==== EXERCISE MATERIAL ====
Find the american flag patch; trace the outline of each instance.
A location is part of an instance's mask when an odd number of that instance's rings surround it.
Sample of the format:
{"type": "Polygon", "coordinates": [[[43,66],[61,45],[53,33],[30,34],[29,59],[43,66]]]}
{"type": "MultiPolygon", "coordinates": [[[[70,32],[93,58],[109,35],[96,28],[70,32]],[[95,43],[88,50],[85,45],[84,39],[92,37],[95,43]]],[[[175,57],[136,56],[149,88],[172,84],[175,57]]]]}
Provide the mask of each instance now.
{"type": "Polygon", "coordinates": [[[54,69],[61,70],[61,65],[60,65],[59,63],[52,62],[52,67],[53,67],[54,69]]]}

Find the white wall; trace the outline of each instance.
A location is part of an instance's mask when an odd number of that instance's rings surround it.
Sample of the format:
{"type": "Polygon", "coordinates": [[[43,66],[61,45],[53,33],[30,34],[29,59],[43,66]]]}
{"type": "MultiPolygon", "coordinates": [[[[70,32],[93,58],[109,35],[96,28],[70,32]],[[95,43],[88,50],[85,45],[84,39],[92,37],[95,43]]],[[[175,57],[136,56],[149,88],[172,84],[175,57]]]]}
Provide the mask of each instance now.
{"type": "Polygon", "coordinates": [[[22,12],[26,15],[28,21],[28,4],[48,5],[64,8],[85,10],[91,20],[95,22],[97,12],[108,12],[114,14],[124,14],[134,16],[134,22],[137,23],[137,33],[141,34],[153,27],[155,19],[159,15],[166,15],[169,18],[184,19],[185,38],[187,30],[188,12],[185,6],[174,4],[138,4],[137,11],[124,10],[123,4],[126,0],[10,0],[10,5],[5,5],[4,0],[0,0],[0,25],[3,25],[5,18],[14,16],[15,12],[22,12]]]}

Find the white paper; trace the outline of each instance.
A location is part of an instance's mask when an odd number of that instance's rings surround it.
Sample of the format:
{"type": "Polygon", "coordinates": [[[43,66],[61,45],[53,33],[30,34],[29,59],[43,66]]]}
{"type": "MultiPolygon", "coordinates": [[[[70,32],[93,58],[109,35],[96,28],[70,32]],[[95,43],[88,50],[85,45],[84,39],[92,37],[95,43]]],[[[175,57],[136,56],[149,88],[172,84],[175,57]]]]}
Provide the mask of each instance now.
====
=== STATED GOAL ===
Please copy all of the data above word for word, changing nothing.

=== ANSWER FOR THE TASK ===
Find the american flag patch; trace the outline of each instance.
A location is part of an instance's mask when an odd number of that instance's rings surround it.
Sample of the format:
{"type": "Polygon", "coordinates": [[[43,66],[61,45],[53,33],[30,34],[29,59],[43,66]]]}
{"type": "MultiPolygon", "coordinates": [[[[70,32],[93,58],[109,35],[96,28],[70,32]],[[95,43],[88,50],[85,45],[84,39],[92,37],[95,43]]],[[[175,57],[136,56],[149,88],[172,84],[175,57]]]]}
Provide the mask of each instance now.
{"type": "Polygon", "coordinates": [[[54,69],[61,70],[61,65],[60,65],[59,63],[52,62],[52,67],[53,67],[54,69]]]}

Find the white wall; trace the outline of each instance.
A location is part of an instance's mask when an odd number of that instance's rings surround it.
Sample of the format:
{"type": "Polygon", "coordinates": [[[43,66],[61,45],[53,33],[30,34],[29,59],[43,66]]]}
{"type": "MultiPolygon", "coordinates": [[[[70,32],[93,58],[109,35],[96,28],[70,32]],[[95,43],[88,50],[85,45],[84,39],[92,37],[95,43]]],[[[175,57],[136,56],[149,88],[172,84],[175,57]]]]}
Provide the mask of each instance now.
{"type": "Polygon", "coordinates": [[[22,12],[26,15],[28,21],[28,4],[48,5],[64,8],[85,10],[91,20],[95,22],[97,12],[108,12],[114,14],[124,14],[134,16],[134,22],[137,23],[137,33],[141,34],[153,27],[155,19],[159,15],[166,15],[169,18],[184,19],[185,38],[187,30],[188,12],[185,6],[174,4],[138,4],[137,11],[124,10],[123,4],[126,0],[10,0],[10,5],[5,5],[4,0],[0,0],[0,25],[3,25],[5,18],[14,16],[15,12],[22,12]]]}

Find the white paper; trace the outline of each instance.
A location is part of an instance's mask when an odd number of that instance's rings surround it.
Sample of the format:
{"type": "Polygon", "coordinates": [[[43,66],[61,45],[53,33],[30,34],[29,59],[43,66]]]}
{"type": "MultiPolygon", "coordinates": [[[[70,32],[93,58],[109,35],[96,28],[70,32]],[[95,43],[88,50],[85,45],[84,39],[92,37],[95,43]]],[[[175,57],[136,56],[149,88],[172,84],[175,57]]]]}
Provide the mask of each instance now.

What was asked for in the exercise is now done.